◆ DIRECTION: Extract every line from the entries that contains the string "wood", matching case exactly.

Segmentation labeling entries:
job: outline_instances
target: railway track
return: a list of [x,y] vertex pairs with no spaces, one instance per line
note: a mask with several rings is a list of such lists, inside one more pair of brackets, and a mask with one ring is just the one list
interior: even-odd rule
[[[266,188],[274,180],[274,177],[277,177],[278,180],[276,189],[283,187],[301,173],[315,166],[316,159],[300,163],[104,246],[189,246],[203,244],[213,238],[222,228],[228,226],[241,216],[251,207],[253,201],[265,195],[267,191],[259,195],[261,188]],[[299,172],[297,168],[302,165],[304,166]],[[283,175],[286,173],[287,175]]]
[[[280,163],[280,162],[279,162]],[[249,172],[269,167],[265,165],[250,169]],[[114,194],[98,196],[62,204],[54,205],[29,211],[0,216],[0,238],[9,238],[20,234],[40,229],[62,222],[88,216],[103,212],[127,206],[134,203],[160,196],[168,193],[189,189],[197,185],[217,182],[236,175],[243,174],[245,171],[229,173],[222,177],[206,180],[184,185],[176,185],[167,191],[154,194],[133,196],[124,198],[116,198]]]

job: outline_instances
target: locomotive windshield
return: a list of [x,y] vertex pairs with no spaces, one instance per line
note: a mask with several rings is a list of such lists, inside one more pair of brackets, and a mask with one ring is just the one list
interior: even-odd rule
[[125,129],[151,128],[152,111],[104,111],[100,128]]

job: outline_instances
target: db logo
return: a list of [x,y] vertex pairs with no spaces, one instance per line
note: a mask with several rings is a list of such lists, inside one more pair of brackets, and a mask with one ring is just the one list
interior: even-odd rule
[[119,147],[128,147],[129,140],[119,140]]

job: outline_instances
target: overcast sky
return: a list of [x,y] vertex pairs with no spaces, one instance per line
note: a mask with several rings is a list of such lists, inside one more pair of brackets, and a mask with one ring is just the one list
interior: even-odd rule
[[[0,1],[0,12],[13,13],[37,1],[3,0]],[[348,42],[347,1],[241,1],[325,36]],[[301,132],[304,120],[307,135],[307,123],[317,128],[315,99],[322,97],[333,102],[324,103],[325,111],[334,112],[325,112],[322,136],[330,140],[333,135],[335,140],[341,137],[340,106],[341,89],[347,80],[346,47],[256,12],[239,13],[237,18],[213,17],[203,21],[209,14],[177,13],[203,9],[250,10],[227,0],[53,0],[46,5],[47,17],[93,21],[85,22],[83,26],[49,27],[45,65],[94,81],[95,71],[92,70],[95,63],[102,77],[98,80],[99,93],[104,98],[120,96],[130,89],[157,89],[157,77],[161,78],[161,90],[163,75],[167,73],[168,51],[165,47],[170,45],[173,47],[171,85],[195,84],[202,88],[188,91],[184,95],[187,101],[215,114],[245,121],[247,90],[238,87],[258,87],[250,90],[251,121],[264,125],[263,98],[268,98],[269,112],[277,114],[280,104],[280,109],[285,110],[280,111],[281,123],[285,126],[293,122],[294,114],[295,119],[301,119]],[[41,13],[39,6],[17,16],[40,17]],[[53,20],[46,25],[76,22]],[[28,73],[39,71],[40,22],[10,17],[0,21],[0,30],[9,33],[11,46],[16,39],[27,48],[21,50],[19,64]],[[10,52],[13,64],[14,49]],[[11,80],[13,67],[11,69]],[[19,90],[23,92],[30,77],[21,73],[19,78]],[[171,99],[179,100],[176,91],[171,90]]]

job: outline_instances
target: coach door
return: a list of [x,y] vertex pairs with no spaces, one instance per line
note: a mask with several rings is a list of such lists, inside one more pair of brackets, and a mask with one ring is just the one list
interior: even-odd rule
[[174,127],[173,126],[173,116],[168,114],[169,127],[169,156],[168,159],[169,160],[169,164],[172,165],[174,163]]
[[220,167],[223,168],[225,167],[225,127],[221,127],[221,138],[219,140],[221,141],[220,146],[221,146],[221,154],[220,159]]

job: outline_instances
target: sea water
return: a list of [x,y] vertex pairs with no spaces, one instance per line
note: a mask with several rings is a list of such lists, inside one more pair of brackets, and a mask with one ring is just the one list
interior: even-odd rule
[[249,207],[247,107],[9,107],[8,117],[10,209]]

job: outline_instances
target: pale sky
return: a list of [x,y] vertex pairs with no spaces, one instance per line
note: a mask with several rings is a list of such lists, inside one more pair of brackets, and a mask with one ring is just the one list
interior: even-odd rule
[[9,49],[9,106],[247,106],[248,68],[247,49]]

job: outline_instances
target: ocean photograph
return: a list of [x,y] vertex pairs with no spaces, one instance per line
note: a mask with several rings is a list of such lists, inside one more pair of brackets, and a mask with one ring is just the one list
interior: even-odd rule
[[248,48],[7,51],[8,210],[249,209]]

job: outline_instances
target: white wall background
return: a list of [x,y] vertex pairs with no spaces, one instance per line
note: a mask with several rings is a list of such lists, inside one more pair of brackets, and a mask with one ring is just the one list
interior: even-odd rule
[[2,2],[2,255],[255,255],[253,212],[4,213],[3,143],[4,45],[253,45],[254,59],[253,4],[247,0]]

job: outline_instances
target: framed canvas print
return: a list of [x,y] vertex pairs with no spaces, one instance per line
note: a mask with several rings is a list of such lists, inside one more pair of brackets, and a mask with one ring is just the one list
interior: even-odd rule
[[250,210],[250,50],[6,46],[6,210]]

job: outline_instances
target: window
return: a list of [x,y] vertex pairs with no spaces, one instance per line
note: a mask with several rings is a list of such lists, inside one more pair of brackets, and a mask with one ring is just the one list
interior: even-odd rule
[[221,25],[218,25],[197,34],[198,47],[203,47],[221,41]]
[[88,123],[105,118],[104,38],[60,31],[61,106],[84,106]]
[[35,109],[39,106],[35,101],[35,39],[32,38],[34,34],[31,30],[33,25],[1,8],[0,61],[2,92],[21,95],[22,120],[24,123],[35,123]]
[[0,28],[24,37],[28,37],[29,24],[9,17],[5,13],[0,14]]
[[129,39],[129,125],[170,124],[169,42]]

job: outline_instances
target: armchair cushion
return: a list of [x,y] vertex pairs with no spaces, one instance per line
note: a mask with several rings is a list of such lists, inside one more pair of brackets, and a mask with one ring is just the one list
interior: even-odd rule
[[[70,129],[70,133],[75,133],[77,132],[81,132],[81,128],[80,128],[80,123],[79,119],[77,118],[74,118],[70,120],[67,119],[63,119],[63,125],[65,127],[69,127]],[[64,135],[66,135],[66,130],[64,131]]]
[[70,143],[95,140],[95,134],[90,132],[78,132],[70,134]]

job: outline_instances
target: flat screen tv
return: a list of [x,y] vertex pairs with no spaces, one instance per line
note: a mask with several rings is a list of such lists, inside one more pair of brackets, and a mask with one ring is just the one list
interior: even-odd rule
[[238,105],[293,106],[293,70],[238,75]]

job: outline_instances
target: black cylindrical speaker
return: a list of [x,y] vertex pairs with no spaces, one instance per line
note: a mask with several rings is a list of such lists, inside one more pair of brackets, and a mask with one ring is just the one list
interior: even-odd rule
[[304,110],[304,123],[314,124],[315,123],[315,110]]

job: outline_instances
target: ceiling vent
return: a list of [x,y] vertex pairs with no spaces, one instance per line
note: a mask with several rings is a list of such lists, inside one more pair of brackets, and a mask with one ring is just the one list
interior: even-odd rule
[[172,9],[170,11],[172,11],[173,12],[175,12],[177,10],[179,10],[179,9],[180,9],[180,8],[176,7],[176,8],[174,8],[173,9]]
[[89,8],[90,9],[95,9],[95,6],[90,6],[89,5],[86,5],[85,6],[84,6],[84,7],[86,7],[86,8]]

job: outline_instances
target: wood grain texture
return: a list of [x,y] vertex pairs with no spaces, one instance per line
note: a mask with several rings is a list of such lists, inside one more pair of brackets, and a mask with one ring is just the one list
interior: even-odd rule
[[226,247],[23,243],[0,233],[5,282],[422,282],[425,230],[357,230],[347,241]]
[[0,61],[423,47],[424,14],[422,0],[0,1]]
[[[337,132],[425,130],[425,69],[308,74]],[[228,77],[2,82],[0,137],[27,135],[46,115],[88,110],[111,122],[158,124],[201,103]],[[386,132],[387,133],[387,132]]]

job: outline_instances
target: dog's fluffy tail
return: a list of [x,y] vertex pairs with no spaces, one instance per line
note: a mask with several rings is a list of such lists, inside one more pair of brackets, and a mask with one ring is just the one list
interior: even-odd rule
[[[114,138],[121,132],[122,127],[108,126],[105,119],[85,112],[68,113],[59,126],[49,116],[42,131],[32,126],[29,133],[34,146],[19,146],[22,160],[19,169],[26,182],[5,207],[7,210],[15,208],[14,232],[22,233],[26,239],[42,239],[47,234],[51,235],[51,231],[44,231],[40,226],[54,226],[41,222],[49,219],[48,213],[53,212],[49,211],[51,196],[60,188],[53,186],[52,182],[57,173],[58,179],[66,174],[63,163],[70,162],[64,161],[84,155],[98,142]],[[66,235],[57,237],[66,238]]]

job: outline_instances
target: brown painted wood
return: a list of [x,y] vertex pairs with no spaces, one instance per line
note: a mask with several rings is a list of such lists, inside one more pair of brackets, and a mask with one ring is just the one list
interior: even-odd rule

◆ TASK OUTPUT:
target: wood grain texture
target: brown painted wood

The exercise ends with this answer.